#### Description of the task
Write out each line of the listing below as a JSON list of strings, one string per line, skipping blank lines.

[Records from a collection]
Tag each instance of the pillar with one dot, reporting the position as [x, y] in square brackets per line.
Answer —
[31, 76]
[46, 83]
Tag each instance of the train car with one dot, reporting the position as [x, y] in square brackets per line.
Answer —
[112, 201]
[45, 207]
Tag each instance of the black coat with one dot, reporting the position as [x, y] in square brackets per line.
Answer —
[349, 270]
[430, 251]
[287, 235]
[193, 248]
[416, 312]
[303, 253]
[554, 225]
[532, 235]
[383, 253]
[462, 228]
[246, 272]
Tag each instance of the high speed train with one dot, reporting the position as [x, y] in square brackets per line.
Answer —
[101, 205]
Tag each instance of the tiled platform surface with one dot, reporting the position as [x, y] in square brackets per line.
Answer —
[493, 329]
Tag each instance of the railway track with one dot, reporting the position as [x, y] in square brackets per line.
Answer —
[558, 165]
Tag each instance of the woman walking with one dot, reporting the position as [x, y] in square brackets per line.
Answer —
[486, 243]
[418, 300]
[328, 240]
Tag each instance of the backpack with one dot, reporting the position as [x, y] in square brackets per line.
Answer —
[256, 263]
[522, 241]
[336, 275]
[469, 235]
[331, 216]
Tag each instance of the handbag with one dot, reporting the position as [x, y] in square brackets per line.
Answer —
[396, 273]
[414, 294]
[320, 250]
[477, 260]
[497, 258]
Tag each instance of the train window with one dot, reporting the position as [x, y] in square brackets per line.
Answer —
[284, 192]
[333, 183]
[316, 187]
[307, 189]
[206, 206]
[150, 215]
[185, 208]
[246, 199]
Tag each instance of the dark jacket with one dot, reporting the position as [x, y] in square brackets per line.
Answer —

#### The completed task
[
  "Tag each instance of the pillar with one dot, reporting the position as [x, y] in square brackets per line.",
  "Answer —",
  "[31, 76]",
  "[46, 83]",
  "Tag each instance of the train car with one dot, reporting the position as [x, y] in square brackets per line.",
  "Answer —",
  "[112, 201]",
  "[45, 207]",
  "Tag each instance of the black coat with one dot, reporting the position as [x, y] in square brackets per line.",
  "Answer —",
  "[349, 270]",
  "[430, 251]",
  "[287, 235]",
  "[193, 248]",
  "[416, 312]",
  "[303, 253]",
  "[554, 225]",
  "[532, 235]",
  "[383, 253]",
  "[462, 228]",
  "[246, 272]",
  "Tag each instance of the high speed train with one dot, reporting the position as [x, y] in square brackets per line.",
  "Answer —",
  "[101, 205]",
  "Tag each instance of the tiled platform surface with one dot, reporting the position as [x, y] in square brackets per line.",
  "Answer —",
  "[493, 329]",
  "Tag each instance of the railway track with one dot, reporting the position as [x, y] in square brackets per line.",
  "Answer —",
  "[558, 165]",
  "Tag each instance of the woman walking with one dot, reporting the position as [x, y] in square brackets per line.",
  "Answer —",
  "[486, 243]",
  "[418, 300]",
  "[328, 240]",
  "Tag each instance of the backpack with one dot, reporting the position as [x, y] in square brackets per line.",
  "Answer —",
  "[256, 263]",
  "[522, 241]",
  "[336, 275]",
  "[469, 235]",
  "[331, 216]",
  "Tag each instance of the handbag with one dot, reporting the position as [x, y] in square brackets per line.",
  "Answer —",
  "[396, 273]",
  "[414, 294]",
  "[320, 250]",
  "[477, 260]",
  "[497, 258]",
  "Tag each instance of the train window with one dot, reporting the position as [x, y] in square brackets per line.",
  "Answer —",
  "[284, 192]",
  "[333, 183]",
  "[316, 187]",
  "[307, 189]",
  "[206, 206]",
  "[150, 215]",
  "[185, 208]",
  "[246, 199]",
  "Tag each instance of the dark jacket with one dot, reporting the position as [x, y] in square brackets per line.",
  "Answer —"
]